» To do
This exercise requires every record to be repeated exactly.

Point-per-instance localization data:
==============================
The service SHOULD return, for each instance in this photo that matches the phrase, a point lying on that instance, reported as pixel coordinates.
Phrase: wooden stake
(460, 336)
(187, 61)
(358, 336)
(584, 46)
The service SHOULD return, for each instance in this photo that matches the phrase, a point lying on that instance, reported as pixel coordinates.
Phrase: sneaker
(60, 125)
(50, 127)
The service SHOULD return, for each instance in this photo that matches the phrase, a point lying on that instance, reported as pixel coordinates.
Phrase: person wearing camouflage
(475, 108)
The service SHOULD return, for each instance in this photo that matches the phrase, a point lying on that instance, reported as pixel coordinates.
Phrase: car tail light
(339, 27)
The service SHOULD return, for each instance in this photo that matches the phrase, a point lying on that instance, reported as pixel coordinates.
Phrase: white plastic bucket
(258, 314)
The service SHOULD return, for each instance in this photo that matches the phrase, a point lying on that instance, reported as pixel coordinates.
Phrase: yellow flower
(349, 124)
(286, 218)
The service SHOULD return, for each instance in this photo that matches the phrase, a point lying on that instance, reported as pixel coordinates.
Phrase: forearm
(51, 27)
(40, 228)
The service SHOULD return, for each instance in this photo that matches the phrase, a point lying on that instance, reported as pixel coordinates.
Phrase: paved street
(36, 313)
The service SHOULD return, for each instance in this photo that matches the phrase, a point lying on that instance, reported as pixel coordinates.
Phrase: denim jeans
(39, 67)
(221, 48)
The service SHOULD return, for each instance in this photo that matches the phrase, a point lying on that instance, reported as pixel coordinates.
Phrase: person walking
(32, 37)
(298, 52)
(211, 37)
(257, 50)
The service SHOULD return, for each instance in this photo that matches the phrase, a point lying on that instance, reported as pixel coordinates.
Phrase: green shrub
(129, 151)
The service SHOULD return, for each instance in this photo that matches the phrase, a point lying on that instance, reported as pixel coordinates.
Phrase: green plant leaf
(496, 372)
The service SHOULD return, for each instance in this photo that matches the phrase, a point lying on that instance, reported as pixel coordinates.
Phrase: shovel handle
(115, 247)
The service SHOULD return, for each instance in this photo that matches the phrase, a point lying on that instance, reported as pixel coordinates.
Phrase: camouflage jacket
==============================
» The completed task
The service SHOULD return, for each instance in this photo that matches the phrase, a point lying on that instance, reported as pixel coordinates.
Phrase: wooden stake
(460, 336)
(187, 61)
(358, 336)
(584, 46)
The service SHOULD return, for each instance in this photo that matches the phrase, a point lying on that instance, reported as pixel coordinates.
Phrase: sneaker
(60, 125)
(50, 127)
The service SHOULD return, for each instance in this photo that matches the phrase, a point lying on that instance, reported as pixel coordinates.
Phrase: person wearing camouflage
(475, 108)
The service SHOULD return, for each instance in this photo that matches the phrase, a point lying on that instance, reported as pixel coordinates.
Phrase: car tail light
(339, 27)
The service SHOULD return, for each instance in this photo that matches the phrase, a point lying on that instance, reported as pixel coordinates.
Phrase: white plastic bucket
(258, 314)
The service SHOULD return, for each instance in this photo that matches the phrase, a point lying on that instance, reported as pixel coordinates.
Phrase: yellow flower
(349, 124)
(286, 218)
The service SHOULD return, for each instance in this photo that matches the phrase, a point lying on that instance, reported as pixel coordinates.
Phrase: forearm
(51, 27)
(40, 228)
The service SHOULD return, for each instance in this photo that matches the phrase, a point lying on that instance, reported as pixel coordinates.
Phrase: paved street
(36, 313)
The service SHOULD return, for each instance in this photo that matches the phrase, a point lying on that instance, reported as pixel coordinates.
Phrase: denim jeans
(39, 67)
(221, 48)
The service SHOULD return, for each instance in this photo that matches the phrase, a point lying on that instance, reported as pixel coordinates.
Phrase: person walking
(32, 37)
(298, 52)
(211, 37)
(257, 50)
The service SHOULD return, for each instance in this photo that matches the phrase, a point lying on that instance, reported as pixel coordinates.
Phrase: green shrub
(129, 151)
The service SHOULD return, for each instance in this photo that matches the phrase, a point lying on that instance, reported as pixel coordinates.
Phrase: green plant leaf
(496, 372)
The service SHOULD return, for each instance in this photo that matches the phrase, a point lying on that instance, reported as pixel coordinates.
Phrase: shovel handle
(115, 247)
The service SHOULD return, for each instance in this photo that matches the phrase, a point lying on that instance, reported as pixel coordinates.
Phrase: camouflage jacket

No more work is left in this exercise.